(Data excerpts)
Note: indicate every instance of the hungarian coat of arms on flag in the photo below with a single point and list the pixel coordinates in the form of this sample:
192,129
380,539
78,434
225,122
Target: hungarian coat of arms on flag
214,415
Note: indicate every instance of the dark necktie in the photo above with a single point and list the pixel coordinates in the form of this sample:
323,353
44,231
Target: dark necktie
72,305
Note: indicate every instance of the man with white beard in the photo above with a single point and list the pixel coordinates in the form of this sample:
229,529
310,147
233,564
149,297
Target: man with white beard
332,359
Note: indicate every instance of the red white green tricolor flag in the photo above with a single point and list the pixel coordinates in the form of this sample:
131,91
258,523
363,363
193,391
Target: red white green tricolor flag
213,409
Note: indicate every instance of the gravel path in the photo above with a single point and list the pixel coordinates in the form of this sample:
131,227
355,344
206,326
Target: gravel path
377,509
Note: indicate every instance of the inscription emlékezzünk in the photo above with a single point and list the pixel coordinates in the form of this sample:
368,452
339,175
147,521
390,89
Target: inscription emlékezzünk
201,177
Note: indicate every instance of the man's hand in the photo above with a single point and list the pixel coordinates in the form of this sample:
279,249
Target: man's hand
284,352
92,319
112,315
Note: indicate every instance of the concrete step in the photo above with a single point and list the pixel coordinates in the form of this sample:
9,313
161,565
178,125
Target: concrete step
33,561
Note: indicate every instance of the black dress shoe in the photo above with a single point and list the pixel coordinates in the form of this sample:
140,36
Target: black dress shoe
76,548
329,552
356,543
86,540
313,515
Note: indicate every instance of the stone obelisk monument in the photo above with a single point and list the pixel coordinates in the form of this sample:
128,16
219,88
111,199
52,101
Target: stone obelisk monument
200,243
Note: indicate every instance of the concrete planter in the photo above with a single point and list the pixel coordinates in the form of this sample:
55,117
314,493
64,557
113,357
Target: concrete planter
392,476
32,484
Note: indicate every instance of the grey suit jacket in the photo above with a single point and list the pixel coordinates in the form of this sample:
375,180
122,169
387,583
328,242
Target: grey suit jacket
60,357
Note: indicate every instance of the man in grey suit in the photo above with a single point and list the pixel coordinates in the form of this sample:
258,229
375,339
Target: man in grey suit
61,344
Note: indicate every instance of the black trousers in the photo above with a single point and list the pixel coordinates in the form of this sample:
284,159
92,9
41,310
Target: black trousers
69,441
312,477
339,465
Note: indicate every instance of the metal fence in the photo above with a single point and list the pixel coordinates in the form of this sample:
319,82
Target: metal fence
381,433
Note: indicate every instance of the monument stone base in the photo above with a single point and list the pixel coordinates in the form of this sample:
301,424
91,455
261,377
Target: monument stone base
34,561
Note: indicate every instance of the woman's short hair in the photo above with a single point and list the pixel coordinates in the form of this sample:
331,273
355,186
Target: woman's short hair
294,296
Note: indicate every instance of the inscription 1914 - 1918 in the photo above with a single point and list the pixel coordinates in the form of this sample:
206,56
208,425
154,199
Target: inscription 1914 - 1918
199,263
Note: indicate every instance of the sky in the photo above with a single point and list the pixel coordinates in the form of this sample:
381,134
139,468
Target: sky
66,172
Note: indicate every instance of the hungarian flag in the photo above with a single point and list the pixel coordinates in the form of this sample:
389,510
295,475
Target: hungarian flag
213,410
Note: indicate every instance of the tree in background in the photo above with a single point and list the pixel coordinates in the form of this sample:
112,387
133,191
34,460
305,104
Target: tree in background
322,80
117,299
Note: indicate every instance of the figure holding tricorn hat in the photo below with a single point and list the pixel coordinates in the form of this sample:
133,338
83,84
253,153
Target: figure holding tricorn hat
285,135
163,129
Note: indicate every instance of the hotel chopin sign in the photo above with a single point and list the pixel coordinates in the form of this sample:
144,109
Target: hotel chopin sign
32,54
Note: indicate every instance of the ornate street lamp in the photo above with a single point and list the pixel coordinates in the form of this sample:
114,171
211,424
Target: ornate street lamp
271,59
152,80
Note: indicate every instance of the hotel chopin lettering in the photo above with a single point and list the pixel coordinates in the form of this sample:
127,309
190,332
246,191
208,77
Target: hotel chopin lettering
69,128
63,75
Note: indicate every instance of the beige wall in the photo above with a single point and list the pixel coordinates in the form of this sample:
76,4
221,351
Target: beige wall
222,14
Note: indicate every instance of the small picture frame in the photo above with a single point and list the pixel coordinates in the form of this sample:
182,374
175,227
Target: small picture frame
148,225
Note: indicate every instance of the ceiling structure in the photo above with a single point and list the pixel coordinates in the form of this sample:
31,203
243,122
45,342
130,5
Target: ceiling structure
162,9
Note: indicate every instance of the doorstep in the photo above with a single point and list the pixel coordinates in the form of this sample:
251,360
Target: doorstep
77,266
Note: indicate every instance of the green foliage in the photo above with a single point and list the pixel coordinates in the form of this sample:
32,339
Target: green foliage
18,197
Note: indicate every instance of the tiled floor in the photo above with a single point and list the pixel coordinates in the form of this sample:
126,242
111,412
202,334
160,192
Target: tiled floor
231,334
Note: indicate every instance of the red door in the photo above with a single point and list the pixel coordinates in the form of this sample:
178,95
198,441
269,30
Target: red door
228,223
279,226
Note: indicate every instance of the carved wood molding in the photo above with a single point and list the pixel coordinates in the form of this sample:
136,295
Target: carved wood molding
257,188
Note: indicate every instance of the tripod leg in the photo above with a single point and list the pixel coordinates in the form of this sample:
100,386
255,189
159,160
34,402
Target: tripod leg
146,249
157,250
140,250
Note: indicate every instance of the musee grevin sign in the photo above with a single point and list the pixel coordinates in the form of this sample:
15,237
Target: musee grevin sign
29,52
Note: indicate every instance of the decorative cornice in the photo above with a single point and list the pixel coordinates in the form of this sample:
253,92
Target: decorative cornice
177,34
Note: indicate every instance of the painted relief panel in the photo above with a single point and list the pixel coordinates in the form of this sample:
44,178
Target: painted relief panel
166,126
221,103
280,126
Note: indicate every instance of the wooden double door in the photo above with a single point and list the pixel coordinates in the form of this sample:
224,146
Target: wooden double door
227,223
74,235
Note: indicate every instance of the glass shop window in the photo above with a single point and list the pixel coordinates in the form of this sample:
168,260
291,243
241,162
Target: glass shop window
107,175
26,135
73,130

**Task to carry out:**
Print each record word for word.

**Answer to this problem:**
Note: indicate every instance of the hungarian coat of arms on flag in the photo below with a single point and list the pixel coordinates in the form of this sample:
192,129
380,539
78,434
225,122
Target: hungarian coat of arms on flag
214,415
Note: indicate every instance of the dark necktie in the photo above with a single point and list the pixel coordinates in the form of this sample:
323,353
44,231
Target: dark necktie
72,305
Note: indicate every instance of the man with white beard in the photo above with a single point and list the pixel coordinates in the form of this sample:
229,529
310,147
233,564
149,297
Target: man with white beard
332,359
Note: indicate every instance of the red white green tricolor flag in the photo above with a single point and list the pixel coordinates in the form of this sample:
131,91
258,523
363,363
193,391
Target: red white green tricolor flag
213,409
Note: indicate every instance of the gravel path in the photo above with a single point and list the pixel coordinates in the form of this sample:
131,227
355,344
206,326
Target: gravel path
377,509
Note: indicate every instance of the inscription emlékezzünk in the photo above with a single point and list the pixel coordinates in the form of this sample:
368,452
339,175
147,521
390,89
Target: inscription emlékezzünk
201,177
Note: indicate every instance of the man's hand in the photo above with a single point and list the pixel coordinates in the form of this sample:
279,249
Target: man's hand
284,352
92,319
112,315
Note: indicate every instance of the concrete step in the photo above with a single point and list the pixel coordinates in the form of this sample:
9,313
161,565
178,125
Target: concrete step
33,561
Note: indicate every instance of the black dress shoe in the photo above with a single point and list the pixel coordinates in the form of this sample:
140,36
Target: black dress shoe
76,548
329,552
356,543
86,540
313,515
Note: indicate every instance of the stone obelisk monument in the photo above with a single point and list the pixel coordinates in the form of this sample:
128,16
219,88
111,199
52,101
Target: stone obelisk monument
200,243
Note: indicate every instance of the concrete planter in the photo above with a single point and list the pixel coordinates in the form of this sample:
55,117
314,493
64,557
113,357
Target: concrete planter
392,476
32,484
Note: indicate every instance of the grey suit jacket in the photo above with a single point and list the pixel coordinates in the form of this sample:
375,180
122,169
387,583
328,242
Target: grey suit jacket
60,357
Note: indicate every instance of the man in grey suit in the photo above with a single point and list the pixel coordinates in the form of this sample:
258,229
375,339
Target: man in grey suit
61,344
Note: indicate every instance of the black trousers in the photo above with a single point and list the pixel coordinates in the form of this sample:
284,159
92,9
41,310
Target: black trousers
69,441
312,477
339,465
Note: indicate every instance of the metal fence in the photo above with a single point and list the pixel coordinates in the form of this sample:
319,82
Target: metal fence
381,433
Note: indicate every instance of the monument stone base in the photo above with a single point and list the pixel coordinates in the form of this sample:
301,424
91,455
261,377
Target: monument stone base
34,561
Note: indicate every instance of the woman's short hair in the photo above with a single point and list the pixel coordinates in the form of this sample:
331,273
355,186
Target: woman's short hair
294,296
Note: indicate every instance of the inscription 1914 - 1918 in the photo above with a single point and list the pixel coordinates in the form of this sample:
206,56
208,425
154,199
Target: inscription 1914 - 1918
199,263
Note: indicate every instance of the sky in the photo above with a single point and list the pixel coordinates in the form of this sample:
381,134
139,468
Target: sky
66,172
Note: indicate every instance of the hungarian flag in the photo above with a single point and list the pixel coordinates in the form of this sample:
389,510
295,475
Target: hungarian flag
213,410
Note: indicate every instance of the tree in background in the photo above with a single point and list the pixel coordinates in the form of this sample:
112,387
133,191
34,460
305,104
Target: tree in background
322,80
117,299
Note: indicate every instance of the figure holding tricorn hat in the photo below with a single point and list the pixel coordinates in the form of this sample:
133,338
83,84
253,153
Target: figure holding tricorn hat
285,135
163,129
Note: indicate every instance of the hotel chopin sign in the photo above with a single point and list the pixel coordinates in the form of this sample:
144,109
Target: hotel chopin sign
32,54
Note: indicate every instance of the ornate street lamp in the photo above with a single point and list the pixel coordinates in the form of this sample:
114,171
211,424
Target: ornate street lamp
271,59
152,80
Note: indicate every instance of the hotel chopin lettering in the photo above with a single point and list the pixel coordinates in the form of this sample:
127,309
190,332
246,191
208,77
Target: hotel chopin lettering
69,128
63,75
Note: indicate every instance of the beige wall in the photo above with a single point and list the pixel coordinates in the form of this sample:
76,4
221,351
Target: beige wall
222,14
Note: indicate every instance of the small picture frame in the photo above with a single point and list the pixel coordinates in the form of this sample:
182,374
175,227
Target: small picture frame
148,225
Note: indicate every instance of the ceiling structure in the photo above with a single point and list the pixel coordinates in the form of this sample:
31,203
243,122
45,342
130,5
Target: ceiling structure
162,9
Note: indicate every instance of the doorstep in the photo above with a single point and list the pixel coordinates in the form of this sample:
251,360
Target: doorstep
77,266
Note: indicate every instance of the green foliage in the photo above with a single point and list the pixel coordinates in the form of this sample:
32,339
Target: green foliage
18,197
Note: indicate every instance of the tiled floor in the photo above with a single point and list the pixel coordinates in the form of this sample:
126,242
111,412
202,334
160,192
Target: tiled floor
231,334
Note: indicate every instance of the red door in the photo above with a single point and list the pixel coordinates in the form of this sample:
178,95
198,441
269,30
Target: red door
228,223
279,226
Note: indicate every instance of the carved wood molding in the photo above with a single point and list the pixel coordinates in the form of this sample:
136,295
Target: carved wood molding
257,188
Note: indicate every instance of the tripod leg in the photo above with a single point and list the pixel coordinates in the form of this sample:
100,386
255,189
159,160
34,402
Target: tripod leg
146,249
157,250
140,250
Note: indicate every instance of the musee grevin sign in the photo above with a single point and list the pixel coordinates in the form of this sample:
15,237
Target: musee grevin sign
29,52
Note: indicate every instance of the decorative cornice in the photo above with a single point and list the pixel coordinates in the form of this sample:
253,92
Target: decorative cornice
177,34
Note: indicate every instance of the painted relief panel in the photo above with a single point and list the pixel coordinates in the form of this sample:
44,178
Target: painted relief panel
166,126
221,103
280,126
Note: indicate every instance of the wooden double door in the photo above with a single point and list the pixel coordinates in the form of this sample:
224,146
Target: wooden double door
227,223
74,235
Note: indicate every instance of the glass shop window in the photo above with a single point and list the pixel coordinates in the form of this sample:
168,260
291,243
241,162
Target: glass shop window
107,175
26,135
73,130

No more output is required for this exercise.